== DOCUMENT EXCERPT

Sang Woon Lee v. Il Mook Choi

132 A.D.3d 969, 18 N.Y.S.3d 690

This text of 132 A.D.3d 969 (Sang Woon Lee v. Il Mook Choi) is published on Counsel Stack Legal Research, covering Appellate Division of the Supreme Court of the State of New York primary law. Counsel Stack provides free access to over 12 million legal documents including statutes, case law, regulations, and constitutions.

Bluebook
Sang Woon Lee v. Il Mook Choi, 132 A.D.3d 969, 18 N.Y.S.3d 690 (N.Y. Ct. App. 2015).

Opinion

In an action to recover damages for personal injuries, etc., the plaintiffs appeal, as limited by their brief, from so much of an order of the Supreme Court, Queens County (Dufficy, J.), entered July 21, 2014, as granted the motion of the defendants Jae Hong Han and Young Sook Han for summary judgment dismissing the complaint insofar as asserted against them and searched the record and awarded summary judgment dismissing the complaint insofar as asserted against the defendants II Mook Choi and KTN 114, Inc.

Ordered that the order is affirmed insofar as appealed from, with costs.

The plaintiff Sang Woon Lee (hereinafter the injured [970]*970plaintiff) was employed by a company that leased office space on the second floor of a building owned by the defendants Jae Hong Han and Young Sook Han (hereinafter together the Han defendants). A portion of the leased office space was subleased to the defendant KTN 114, Inc. (hereinafter KTN), and KTN’s principal, the defendant II Mook Choi. On the morning of April 2, 2011, the injured plaintiff and II Mook Choi were unable to gain entry to their second floor offices due to an allegedly malfunctioning lock. The plaintiffs claim that II Mook Choi telephoned Jae Hong Han, who allegedly suggested that the injured plaintiff and II Mook Choi climb down from a balcony on the third floor to a terrace on the second floor, where they could gain entry to the second floor offices through sliding doors. The injured plaintiff then climbed over the railing on the third floor balcony, and dropped down to the second floor terrace, sustaining injuries. The injured plaintiff, and his wife suing derivatively, subsequently commenced this action against the defendants, alleging, among other things, that the Han defendants had negligently failed to keep emergency keys to the second floor offices on the premises, and that the injured plaintiff was negligently instructed to use the third floor balcony to gain entry to the second floor offices. The Han defendants moved for summary judgment dismissing the complaint insofar as asserted against them. The Supreme Court granted the Han defendants’ motion and also searched the record and awarded summary judgment dismissing the complaint insofar as asserted against KTN and II Mook Choi.

====
== LISTING

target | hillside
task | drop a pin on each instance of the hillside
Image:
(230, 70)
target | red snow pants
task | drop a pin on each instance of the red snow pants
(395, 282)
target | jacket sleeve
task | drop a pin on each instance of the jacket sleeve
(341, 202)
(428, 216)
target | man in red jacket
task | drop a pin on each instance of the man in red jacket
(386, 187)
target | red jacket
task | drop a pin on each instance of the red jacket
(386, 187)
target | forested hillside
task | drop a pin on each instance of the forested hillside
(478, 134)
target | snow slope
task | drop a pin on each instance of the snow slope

====

Can you reproduce the court opinion from "In an action" up to and including "from, with costs.", swapping each "Supreme Court" for "trial court"?

■ **ANSWER IN FULL**
In an action to recover damages for personal injuries, etc., the plaintiffs appeal, as limited by their brief, from so much of an order of the trial court, Queens County (Dufficy, J.), entered July 21, 2014, as granted the motion of the defendants Jae Hong Han and Young Sook Han for summary judgment dismissing the complaint insofar as asserted against them and searched the record and awarded summary judgment dismissing the complaint insofar as asserted against the defendants II Mook Choi and KTN 114, Inc.

Ordered that the order is affirmed insofar as appealed from, with costs.